◆ **BRIEF 1**:
Retype the section of the flu prevention advice that begins with the words containing "Affects younger people" and ends with "of the virus.".
◆ **BRIEF 2**:
According to the flu prevention advice, which age group has this year's H1N1 strain made sicker than the elderly?
◆ **BRIEF 3**:
Summarize the flu prevention advice in two sentences.

Base Surgeon advice on flu prevention

cartoon germs chasing man
If you have been listening to news reports, there are now several areas where significant outbreaks of influenza have been recorded across Canada. It is not too late to get vaccinated against flu and it is highly recommended! Remember: just because you’ve had the flu shot in previous years or even been sick this year does not mean you’re protected. The flu shot does not contain flu virus and there is no way to get the flu from receiving the shot.

Canadian Forces Health Services Centre (Pacific) – generally known as the Base Hospital – will continue to provide walk-in vaccination to any member who requests it. Because of the circumstances of this year’s H1N1 strain of flu, we will also provide travelling clinics to interested units. If your unit will be participating in this effort, you should hear from your Chain of Command on the dates and times.

DND employees and civilian family members are also encouraged to use local public health resources including flu clinics at community drug stores and public vaccine parades to receive this year’s flu-shot.

Affects younger people
This year’s H1N1 strain of influenza has produced more sickness in adults aged 20-64 years of age than in the elderly. Youth is no protection from the flu and our close quarters environments – indoor offices; confined ships quarters, busy shops – are all perfect places for flu virus to spread from person to person. The influenza vaccine is an important part of reducing your personal risk of illness and reducing the risk of bringing sickness home to family members.

Reducing risk of infection
Flu is contagious very early after a person is infected – sometimes even before the earliest symptoms start. Therefore, one of the best infection control strategies is to limit exposure to others when sick to prevent spread of the virus.

As Base Surgeon, I would invite commanders during this more challenging flu season to permit two sick days without reporting to work or sick parade. Similarly, all DND employee managers are encouraged to limit potential spread of illness by allowing ill members to phone in sick. Those still at work who feel unwell are reminded of the value of preventing spread of illness to others at work.

Limiting spread of disease can be done by following proper sneeze etiquette. Sneezing into one’s shoulder or sleeve rather than hands reduces the chance of passing the virus with your next handshake. Also, more frequent washing of your hands or application of cleansers will serve you well in reducing your chances of getting sick and is probably one of the simplest and most effective strategies to keep healthy.

Flu vaccine is an important addition to the above steps to reduce your chances of getting sick and lowering your risk of bringing illness home to family members.  More than previous years you are encouraged to get the flu shot for both your own health, the well-being of family and to ensure the continued operational effectiveness of a healthy Royal Canadian Navy.

◆ **THE DATA**:
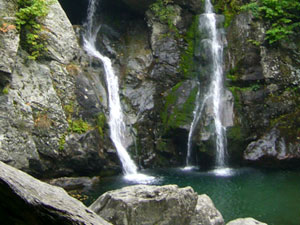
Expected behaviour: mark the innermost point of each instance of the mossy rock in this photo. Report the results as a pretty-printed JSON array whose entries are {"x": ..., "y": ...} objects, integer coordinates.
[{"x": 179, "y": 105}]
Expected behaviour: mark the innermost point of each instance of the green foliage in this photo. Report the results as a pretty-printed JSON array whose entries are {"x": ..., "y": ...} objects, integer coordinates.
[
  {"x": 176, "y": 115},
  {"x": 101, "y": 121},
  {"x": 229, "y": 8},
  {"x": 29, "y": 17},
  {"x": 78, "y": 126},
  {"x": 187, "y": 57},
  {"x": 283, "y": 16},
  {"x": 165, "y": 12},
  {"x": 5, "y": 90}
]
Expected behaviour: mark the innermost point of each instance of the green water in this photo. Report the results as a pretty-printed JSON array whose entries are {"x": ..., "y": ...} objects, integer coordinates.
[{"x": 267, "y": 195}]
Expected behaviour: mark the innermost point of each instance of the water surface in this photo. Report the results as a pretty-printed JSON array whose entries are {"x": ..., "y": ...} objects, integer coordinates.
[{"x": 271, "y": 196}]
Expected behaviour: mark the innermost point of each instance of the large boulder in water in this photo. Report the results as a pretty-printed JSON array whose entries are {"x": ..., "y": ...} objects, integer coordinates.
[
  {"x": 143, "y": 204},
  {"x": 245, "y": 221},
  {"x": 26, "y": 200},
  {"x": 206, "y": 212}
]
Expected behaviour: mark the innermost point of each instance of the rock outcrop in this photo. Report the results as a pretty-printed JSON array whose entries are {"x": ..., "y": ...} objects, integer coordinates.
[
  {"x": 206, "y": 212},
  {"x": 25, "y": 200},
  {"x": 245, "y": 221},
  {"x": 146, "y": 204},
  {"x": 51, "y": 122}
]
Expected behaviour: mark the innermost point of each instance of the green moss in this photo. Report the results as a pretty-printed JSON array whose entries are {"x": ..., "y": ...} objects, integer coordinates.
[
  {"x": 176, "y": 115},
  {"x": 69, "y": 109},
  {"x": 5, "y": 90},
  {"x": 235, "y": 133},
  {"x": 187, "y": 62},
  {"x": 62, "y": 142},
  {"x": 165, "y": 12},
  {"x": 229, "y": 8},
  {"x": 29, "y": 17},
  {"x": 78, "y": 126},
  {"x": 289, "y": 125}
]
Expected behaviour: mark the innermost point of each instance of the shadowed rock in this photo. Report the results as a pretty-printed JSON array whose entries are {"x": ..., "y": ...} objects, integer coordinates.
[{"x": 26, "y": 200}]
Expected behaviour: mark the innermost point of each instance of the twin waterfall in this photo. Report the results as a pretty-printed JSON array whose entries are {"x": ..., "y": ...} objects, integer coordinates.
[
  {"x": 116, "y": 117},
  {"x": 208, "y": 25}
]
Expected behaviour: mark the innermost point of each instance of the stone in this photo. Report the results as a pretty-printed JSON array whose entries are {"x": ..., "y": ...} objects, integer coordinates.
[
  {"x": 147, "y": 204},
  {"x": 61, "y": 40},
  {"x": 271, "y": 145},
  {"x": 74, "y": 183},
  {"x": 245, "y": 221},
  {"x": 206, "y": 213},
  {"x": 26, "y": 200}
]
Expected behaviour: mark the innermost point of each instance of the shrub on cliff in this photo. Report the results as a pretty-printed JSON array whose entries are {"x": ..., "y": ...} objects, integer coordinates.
---
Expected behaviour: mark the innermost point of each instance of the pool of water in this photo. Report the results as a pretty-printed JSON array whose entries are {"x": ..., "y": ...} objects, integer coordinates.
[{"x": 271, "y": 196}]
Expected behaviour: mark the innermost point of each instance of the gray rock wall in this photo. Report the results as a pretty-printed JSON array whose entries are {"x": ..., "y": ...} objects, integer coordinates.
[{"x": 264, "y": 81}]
---
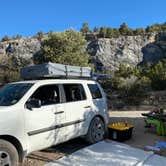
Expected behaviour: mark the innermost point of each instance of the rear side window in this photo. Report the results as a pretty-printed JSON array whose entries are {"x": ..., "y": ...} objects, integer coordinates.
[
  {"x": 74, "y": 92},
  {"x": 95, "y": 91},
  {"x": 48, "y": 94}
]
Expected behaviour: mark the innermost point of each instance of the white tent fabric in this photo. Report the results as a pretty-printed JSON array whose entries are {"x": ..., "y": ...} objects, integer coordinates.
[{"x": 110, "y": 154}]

◆ **TASK RESPONSE 1**:
Affects younger people
This year’s H1N1 strain of influenza has produced more sickness in adults aged 20-64 years of age than in the elderly. Youth is no protection from the flu and our close quarters environments – indoor offices; confined ships quarters, busy shops – are all perfect places for flu virus to spread from person to person. The influenza vaccine is an important part of reducing your personal risk of illness and reducing the risk of bringing sickness home to family members.

Reducing risk of infection
Flu is contagious very early after a person is infected – sometimes even before the earliest symptoms start. Therefore, one of the best infection control strategies is to limit exposure to others when sick to prevent spread of the virus.

◆ **TASK RESPONSE 2**:
Adults aged 20-64 years.

◆ **TASK RESPONSE 3**:
The Base Surgeon urges getting the flu shot this year, especially because the H1N1 strain has caused more sickness in adults aged 20-64 than in the elderly. The Base Hospital offers walk-in and travelling vaccination clinics, and the Base Surgeon also recommends staying away from others when sick, sneezing into a shoulder or sleeve, and washing hands more often to limit the spread of flu.